Is that from the path you took in architecture, is that from additional education? Where does all of that knowledge and the combination of the science and the architecture come together to give you this other level of understanding about the home and creativity?

Donald Rattner: Right. So, for many years, I practiced in the conventional, traditional way. I eventually rose to partner in a dozen-person firm and one of several partners in a 50-person firm, but at one point in my practice, I got a commission to do a modular project.

Modular construction for everybody listening, is where basically a building can be constructed as a series of boxes in a factory, and then trucked to a site and lowered by crane one box after another. They’re all bolted together. They come with walls, floors, ceilings. Very often, the wiring is in the wall, the plumbing is in the wall, there might be sheet rock finishes and so forth. Windows are in.

They kind of attach them to each other, finish them off on the outside, and voila, you have a building which from the outside you would think would be built in the traditional, conventional way, which is piece by piece. Anyway, this whole new way of approaching design and construction, just opened my mind to this big, you know, the million-dollar question. Well, what is creativity? Isn’t that interesting? You can take different forms.

It’s like the difference between say having a piece of paper and a box of crayons and you can draw whatever you want on that piece of paper, and say Legos where you’re given these set of units that you have to create with instead of something that you made yourself.

__Work to do__.
(1) According to the interview excerpt, how do the boxes in modular construction reach their place on the site?
(2) Quote the interview excerpt word for word, starting at "Modular construction for" and ending at "Windows are in.".

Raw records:

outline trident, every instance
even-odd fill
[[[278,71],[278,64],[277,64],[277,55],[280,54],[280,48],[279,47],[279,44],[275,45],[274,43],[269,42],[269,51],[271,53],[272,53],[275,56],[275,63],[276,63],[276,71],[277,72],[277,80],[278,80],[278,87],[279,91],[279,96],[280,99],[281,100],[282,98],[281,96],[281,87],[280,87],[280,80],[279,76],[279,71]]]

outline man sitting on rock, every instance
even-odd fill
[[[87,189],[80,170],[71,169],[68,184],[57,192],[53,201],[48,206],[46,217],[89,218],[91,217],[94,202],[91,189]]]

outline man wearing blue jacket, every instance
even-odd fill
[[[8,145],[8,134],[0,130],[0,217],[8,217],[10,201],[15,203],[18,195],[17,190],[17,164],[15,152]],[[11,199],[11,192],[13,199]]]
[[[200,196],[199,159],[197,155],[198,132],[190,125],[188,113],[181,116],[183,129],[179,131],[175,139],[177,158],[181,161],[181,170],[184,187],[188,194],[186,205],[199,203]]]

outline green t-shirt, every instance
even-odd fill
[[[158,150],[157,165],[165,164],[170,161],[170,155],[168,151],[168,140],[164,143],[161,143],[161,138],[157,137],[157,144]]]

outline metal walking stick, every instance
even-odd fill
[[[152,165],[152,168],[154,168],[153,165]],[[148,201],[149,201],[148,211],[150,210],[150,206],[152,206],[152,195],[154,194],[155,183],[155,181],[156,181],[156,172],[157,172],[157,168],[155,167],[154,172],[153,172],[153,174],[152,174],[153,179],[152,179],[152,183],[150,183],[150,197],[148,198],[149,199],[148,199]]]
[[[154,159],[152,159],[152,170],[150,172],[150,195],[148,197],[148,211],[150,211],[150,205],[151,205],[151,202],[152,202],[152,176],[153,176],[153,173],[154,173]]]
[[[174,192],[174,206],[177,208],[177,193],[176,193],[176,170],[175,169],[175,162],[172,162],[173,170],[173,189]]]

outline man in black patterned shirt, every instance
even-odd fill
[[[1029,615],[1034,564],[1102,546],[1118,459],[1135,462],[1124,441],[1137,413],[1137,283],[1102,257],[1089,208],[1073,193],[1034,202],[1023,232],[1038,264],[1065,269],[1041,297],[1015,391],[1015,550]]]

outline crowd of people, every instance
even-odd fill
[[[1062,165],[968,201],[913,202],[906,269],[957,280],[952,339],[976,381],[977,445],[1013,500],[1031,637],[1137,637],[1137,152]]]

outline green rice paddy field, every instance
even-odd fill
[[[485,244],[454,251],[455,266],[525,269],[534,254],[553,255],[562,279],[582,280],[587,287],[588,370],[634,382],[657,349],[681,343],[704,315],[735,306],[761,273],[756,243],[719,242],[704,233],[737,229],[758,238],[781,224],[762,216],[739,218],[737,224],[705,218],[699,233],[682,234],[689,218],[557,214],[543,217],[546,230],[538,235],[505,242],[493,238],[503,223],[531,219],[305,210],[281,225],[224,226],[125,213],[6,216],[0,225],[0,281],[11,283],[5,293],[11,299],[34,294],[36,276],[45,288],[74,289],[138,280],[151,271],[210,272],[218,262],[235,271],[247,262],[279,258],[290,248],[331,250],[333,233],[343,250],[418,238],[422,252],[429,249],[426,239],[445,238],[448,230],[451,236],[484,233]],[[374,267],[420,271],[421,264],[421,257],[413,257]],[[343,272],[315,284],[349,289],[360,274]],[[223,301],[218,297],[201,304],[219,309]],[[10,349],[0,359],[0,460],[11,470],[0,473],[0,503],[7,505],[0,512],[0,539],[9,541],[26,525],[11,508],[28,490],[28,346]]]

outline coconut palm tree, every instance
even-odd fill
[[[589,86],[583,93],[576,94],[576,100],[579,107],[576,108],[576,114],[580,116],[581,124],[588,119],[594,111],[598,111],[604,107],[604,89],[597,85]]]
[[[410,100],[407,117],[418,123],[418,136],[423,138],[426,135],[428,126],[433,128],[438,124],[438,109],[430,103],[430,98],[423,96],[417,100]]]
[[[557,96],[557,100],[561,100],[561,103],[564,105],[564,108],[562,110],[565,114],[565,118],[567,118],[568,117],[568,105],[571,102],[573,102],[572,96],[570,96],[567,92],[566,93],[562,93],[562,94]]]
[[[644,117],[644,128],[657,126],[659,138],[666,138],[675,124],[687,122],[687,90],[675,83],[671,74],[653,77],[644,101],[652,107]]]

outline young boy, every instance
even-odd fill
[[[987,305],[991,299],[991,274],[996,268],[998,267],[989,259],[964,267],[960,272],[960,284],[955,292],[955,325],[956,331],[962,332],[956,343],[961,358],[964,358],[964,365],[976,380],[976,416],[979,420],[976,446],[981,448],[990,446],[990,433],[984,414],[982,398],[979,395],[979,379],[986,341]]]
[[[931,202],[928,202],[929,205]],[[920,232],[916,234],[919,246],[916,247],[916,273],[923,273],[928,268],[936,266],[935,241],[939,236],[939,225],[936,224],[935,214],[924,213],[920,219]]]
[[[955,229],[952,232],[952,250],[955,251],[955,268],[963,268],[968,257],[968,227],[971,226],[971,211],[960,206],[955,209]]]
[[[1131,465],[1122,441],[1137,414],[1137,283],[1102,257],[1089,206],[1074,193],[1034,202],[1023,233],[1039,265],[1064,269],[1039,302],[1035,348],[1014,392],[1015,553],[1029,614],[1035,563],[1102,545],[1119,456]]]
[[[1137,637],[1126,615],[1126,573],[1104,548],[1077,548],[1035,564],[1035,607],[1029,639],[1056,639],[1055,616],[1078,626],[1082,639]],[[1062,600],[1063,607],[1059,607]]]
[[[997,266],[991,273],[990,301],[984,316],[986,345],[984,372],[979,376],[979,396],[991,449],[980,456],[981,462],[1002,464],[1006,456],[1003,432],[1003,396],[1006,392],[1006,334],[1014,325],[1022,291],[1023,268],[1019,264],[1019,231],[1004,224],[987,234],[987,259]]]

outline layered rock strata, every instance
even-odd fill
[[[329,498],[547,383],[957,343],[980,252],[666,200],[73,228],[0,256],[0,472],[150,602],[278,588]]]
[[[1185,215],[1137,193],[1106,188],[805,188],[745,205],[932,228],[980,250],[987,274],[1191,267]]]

__Results__.
(1) They are trucked to the site and lowered by crane one box after another.

(2)
Modular construction for everybody listening, is where basically a building can be constructed as a series of boxes in a factory, and then trucked to a site and lowered by crane one box after another. They’re all bolted together. They come with walls, floors, ceilings. Very often, the wiring is in the wall, the plumbing is in the wall, there might be sheet rock finishes and so forth. Windows are in.